→ Given exercise 1: Rewrite the stretch of the forum thread from "because of special" through "of course important.", replacing "bitboard" with "0x88".

═════ Selection

Winboard Forum

by **Reinhard Scharnagl** » 30 Jun 2005, 09:55

There have been discussions switching to about this theme.

So by what could a good data structure be proved, without making the source code public? I always thought, the speed of generating legal moves with additional information whether the move is a check threat, capture, promotion or not could be a representative figure.

Reinhard.

by **Stan Arts** » 30 Jun 2005, 10:26

Hi Reinhard,

Speed is an important factor. But imho, not as important as a clear and easy to understand and use datastructure.
A difficult to understand and improve datastructure will give a difficult to understand and improve program, and having the fastest datastructure is only usefull if you managed to write a 2600 Elo program in the first place.

Otherwise, I figure you should always go for the simplest, and a simple 8x8 or 10x12 array like I use, (Oooh, I gave in for speed.) does just fine.

Stan

by **Reinhard Scharnagl** » 30 Jun 2005, 11:35

Hi Stan,

because of special reasons I use a linear structure interpreted as a 14x15 geometry e.g. to support 10x8 as 8x8 chess as well in one engine.

Though I have not yet implemented all of my ideas, especially a performant passed pawn detection, I am convinced this would not be slower than a bitboard approch, but much clearer, which is of course important.

Reinhard.

by **Uri Blass** » 30 Jun 2005, 14:17

Reinhard Scharnagl wrote:There have been discussions switching to about this theme.

So by what could a good data structure be proved, without making the source code public? I always thought, the speed of generating legal moves with additional information whether the move is a check threat, capture, promotion or not could be a representative figure.

Reinhard.

I agree that the speed of generating information can be representive figure but I think that we can add information in the additional information.

possible additional information:
1)number of open pawns(pawns that there is no opponent pawns that block them to promote in the same file).

2)number of passed pawns(open pawns that cannot be captured by a pawn in their path to promotion).

3)number of isolated pawns(pawns that have no friendly pawn in a file near them like pawn at b file when there is no pawns in a or c files).

4)number of pinned pieces for both sides(pinned to the king).

5)number of good captures(captures that the opponent cannot reply by capturing a bigger piece).

Unfortuantely I do not expect many engines to have functions to generate all the information in perft and I even do not know about a single engine that generates the information that smirf generates today(including the information if the move is a check).

My legal move generator today mark every move if it is a capture but does not give the information if the move is check and I do not know about a single move generator that does it except smirf(it is probably a good idea but it will not be implemented in movei in the near future and counting checks by making moves and undoing it is slow so I am not interested in implementing it in that way).

Uri

by **Tord Romstad** » 30 Jun 2005, 14:27

Hi Reinhard!

Reinhard Scharnagl wrote:There have been discussions switching to about this theme.

So by what could a good data structure be proved, without making the source code public? I always thought, the speed of generating legal moves with additional information whether the move is a check threat, capture, promotion or not could be a representative figure.

In my opinion, there is no general answer to this question. It all depends on what you want to do in your engine, and in particular on what kind of questions you want to ask in your evaluation function. A data structure which is elegant and efficient in engine A can often be clumsy and impractical in engine B.

══════════

→ Given exercise 2: Please output the stretch of entries from the line that contains "Task: Where can the asphalt" through the line that contains "x=263, y=213" as a numbered list, leaving out blank lines and giving only those lines.

═════ Listed records

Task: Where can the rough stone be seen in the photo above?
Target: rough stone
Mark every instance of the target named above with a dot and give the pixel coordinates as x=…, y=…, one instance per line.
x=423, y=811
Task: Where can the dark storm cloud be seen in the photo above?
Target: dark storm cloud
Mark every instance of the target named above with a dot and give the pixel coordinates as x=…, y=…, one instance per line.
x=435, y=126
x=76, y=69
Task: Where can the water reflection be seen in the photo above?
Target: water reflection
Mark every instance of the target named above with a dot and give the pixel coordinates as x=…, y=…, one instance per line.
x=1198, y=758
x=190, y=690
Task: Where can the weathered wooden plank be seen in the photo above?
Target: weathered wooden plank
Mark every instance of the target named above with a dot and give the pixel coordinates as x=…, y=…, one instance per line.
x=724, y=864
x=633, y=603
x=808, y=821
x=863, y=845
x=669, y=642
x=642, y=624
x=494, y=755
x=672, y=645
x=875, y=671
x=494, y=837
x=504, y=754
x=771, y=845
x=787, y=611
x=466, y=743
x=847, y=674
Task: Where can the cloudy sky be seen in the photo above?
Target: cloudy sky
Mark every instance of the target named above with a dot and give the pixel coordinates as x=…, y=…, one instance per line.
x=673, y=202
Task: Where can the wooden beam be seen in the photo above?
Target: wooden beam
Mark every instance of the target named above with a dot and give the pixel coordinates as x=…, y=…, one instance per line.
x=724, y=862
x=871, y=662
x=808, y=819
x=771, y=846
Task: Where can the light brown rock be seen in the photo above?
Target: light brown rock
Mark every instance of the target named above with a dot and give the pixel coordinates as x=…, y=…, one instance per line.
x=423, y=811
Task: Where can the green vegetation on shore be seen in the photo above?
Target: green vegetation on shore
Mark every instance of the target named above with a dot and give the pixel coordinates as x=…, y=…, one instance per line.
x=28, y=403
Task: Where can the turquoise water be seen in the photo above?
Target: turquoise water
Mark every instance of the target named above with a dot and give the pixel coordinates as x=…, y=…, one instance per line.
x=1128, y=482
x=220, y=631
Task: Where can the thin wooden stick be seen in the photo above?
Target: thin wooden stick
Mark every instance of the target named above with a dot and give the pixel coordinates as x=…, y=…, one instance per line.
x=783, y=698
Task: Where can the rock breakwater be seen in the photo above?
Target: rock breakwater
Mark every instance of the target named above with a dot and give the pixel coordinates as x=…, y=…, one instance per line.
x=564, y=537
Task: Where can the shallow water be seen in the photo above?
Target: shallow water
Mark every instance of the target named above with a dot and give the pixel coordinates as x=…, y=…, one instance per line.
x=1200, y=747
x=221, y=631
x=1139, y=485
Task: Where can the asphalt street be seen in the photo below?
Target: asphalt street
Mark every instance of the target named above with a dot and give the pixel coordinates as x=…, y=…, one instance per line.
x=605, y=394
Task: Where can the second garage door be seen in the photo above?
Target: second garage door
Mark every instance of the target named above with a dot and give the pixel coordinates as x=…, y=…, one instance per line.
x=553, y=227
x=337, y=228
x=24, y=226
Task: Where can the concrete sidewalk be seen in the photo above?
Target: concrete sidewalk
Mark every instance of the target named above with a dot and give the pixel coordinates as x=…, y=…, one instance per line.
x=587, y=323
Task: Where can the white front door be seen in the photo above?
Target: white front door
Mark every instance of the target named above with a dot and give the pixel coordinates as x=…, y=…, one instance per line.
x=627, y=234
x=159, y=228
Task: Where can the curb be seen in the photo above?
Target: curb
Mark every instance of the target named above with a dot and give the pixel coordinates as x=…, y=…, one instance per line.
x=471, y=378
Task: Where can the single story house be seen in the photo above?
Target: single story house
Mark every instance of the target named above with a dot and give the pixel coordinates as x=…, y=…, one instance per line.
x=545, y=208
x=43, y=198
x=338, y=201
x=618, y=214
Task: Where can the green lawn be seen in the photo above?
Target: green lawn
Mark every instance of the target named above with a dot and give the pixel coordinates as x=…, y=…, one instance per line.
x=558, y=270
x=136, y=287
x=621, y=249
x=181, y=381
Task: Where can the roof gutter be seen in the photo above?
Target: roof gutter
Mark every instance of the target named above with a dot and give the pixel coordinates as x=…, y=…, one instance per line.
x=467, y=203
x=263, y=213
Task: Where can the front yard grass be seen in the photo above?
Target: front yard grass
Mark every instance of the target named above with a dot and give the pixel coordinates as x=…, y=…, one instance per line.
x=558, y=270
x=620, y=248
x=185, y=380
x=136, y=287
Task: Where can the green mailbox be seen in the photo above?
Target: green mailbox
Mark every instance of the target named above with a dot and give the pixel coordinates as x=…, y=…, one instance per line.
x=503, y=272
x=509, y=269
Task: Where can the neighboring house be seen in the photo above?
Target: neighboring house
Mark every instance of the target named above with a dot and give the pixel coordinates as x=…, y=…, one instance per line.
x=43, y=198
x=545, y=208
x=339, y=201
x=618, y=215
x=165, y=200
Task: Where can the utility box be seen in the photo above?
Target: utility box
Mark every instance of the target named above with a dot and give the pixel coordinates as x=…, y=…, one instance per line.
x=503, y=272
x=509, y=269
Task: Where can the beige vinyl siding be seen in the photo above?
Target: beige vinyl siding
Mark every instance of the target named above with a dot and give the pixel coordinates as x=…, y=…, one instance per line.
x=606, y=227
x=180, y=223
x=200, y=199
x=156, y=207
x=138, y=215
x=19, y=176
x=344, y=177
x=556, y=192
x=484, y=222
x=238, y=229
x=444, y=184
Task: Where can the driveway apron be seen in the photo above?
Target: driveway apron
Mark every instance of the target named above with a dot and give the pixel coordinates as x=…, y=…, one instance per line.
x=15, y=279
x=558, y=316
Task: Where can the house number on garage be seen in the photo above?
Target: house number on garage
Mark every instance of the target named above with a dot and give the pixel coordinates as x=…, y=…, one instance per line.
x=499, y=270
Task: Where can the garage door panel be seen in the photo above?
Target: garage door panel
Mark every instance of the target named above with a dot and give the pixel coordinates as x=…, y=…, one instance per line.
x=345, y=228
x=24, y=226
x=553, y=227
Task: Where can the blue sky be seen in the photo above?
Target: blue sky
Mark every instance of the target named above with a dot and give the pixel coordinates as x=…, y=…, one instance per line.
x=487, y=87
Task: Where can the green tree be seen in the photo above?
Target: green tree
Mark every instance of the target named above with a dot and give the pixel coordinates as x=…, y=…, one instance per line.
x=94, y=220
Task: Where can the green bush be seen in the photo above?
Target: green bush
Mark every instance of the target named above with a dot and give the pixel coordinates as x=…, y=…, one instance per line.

══════════
═════ Listed records

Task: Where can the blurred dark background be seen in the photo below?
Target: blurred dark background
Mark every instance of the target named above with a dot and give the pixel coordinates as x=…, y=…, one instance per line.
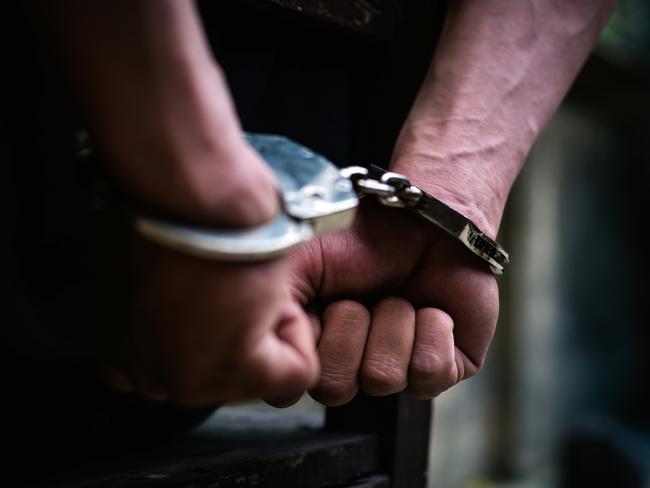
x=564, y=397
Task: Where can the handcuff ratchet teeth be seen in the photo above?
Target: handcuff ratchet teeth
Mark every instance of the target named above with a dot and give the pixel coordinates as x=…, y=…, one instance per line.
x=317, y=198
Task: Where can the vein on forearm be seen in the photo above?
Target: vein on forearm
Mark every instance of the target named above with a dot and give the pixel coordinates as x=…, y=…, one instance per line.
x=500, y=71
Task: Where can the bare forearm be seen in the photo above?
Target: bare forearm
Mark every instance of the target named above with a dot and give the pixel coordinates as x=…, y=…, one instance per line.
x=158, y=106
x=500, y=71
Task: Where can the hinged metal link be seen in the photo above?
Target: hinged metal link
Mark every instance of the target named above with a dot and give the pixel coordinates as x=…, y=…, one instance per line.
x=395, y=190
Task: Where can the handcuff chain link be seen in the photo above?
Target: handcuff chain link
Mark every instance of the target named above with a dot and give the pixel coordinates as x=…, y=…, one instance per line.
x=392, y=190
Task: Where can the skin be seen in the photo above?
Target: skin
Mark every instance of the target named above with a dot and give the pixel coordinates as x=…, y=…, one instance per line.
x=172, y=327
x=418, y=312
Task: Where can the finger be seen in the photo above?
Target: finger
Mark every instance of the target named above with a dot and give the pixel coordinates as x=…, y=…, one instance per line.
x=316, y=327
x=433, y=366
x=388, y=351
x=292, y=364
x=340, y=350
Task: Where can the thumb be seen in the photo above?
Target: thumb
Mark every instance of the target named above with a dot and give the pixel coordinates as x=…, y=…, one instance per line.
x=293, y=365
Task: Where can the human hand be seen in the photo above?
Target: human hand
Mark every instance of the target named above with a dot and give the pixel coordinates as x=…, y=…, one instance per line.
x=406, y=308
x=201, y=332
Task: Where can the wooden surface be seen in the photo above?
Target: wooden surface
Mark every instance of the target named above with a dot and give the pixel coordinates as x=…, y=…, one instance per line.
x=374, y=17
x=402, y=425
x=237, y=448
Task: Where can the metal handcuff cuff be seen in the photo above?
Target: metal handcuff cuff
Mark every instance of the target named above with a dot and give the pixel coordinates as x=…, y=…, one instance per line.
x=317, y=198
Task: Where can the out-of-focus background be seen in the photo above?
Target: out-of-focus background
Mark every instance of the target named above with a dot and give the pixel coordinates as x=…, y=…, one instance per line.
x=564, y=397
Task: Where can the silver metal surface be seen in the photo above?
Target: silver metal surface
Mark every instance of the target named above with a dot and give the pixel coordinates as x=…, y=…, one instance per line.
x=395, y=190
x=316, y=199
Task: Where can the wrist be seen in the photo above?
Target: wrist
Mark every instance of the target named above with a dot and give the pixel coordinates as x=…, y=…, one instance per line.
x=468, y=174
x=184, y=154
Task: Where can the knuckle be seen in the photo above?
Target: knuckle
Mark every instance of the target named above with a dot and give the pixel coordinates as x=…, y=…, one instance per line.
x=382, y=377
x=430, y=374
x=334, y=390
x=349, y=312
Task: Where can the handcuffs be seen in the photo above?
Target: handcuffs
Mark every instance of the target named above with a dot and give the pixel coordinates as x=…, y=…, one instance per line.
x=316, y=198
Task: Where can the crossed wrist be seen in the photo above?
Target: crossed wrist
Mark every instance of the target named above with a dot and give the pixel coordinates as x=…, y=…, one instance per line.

══════════
═════ Listed records

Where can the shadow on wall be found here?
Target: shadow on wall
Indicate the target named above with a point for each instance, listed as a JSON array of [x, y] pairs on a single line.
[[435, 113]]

══════════

→ Written answer 1:
because of special reasons I use a linear structure interpreted as a 14x15 geometry e.g. to support 10x8 as 8x8 chess as well in one engine.

Though I have not yet implemented all of my ideas, especially a performant passed pawn detection, I am convinced this would not be slower than a 0x88 approch, but much clearer, which is of course important.

→ Written answer 2:
1. Task: Where can the asphalt street be seen in the photo below?
2. Target: asphalt street
3. Mark every instance of the target named above with a dot and give the pixel coordinates as x=…, y=…, one instance per line.
4. x=605, y=394
5. Task: Where can the second garage door be seen in the photo above?
6. Target: second garage door
7. Mark every instance of the target named above with a dot and give the pixel coordinates as x=…, y=…, one instance per line.
8. x=553, y=227
9. x=337, y=228
10. x=24, y=226
11. Task: Where can the concrete sidewalk be seen in the photo above?
12. Target: concrete sidewalk
13. Mark every instance of the target named above with a dot and give the pixel coordinates as x=…, y=…, one instance per line.
14. x=587, y=323
15. Task: Where can the white front door be seen in the photo above?
16. Target: white front door
17. Mark every instance of the target named above with a dot and give the pixel coordinates as x=…, y=…, one instance per line.
18. x=627, y=234
19. x=159, y=228
20. Task: Where can the curb be seen in the photo above?
21. Target: curb
22. Mark every instance of the target named above with a dot and give the pixel coordinates as x=…, y=…, one instance per line.
23. x=471, y=378
24. Task: Where can the single story house be seen in the photo above?
25. Target: single story house
26. Mark every instance of the target named above with a dot and give the pixel coordinates as x=…, y=…, one instance per line.
27. x=545, y=208
28. x=43, y=198
29. x=338, y=201
30. x=618, y=214
31. Task: Where can the green lawn be seen in the photo above?
32. Target: green lawn
33. Mark every instance of the target named above with a dot and give the pixel coordinates as x=…, y=…, one instance per line.
34. x=558, y=270
35. x=136, y=287
36. x=621, y=249
37. x=181, y=381
38. Task: Where can the roof gutter be seen in the photo above?
39. Target: roof gutter
40. Mark every instance of the target named above with a dot and give the pixel coordinates as x=…, y=…, one instance per line.
41. x=467, y=203
42. x=263, y=213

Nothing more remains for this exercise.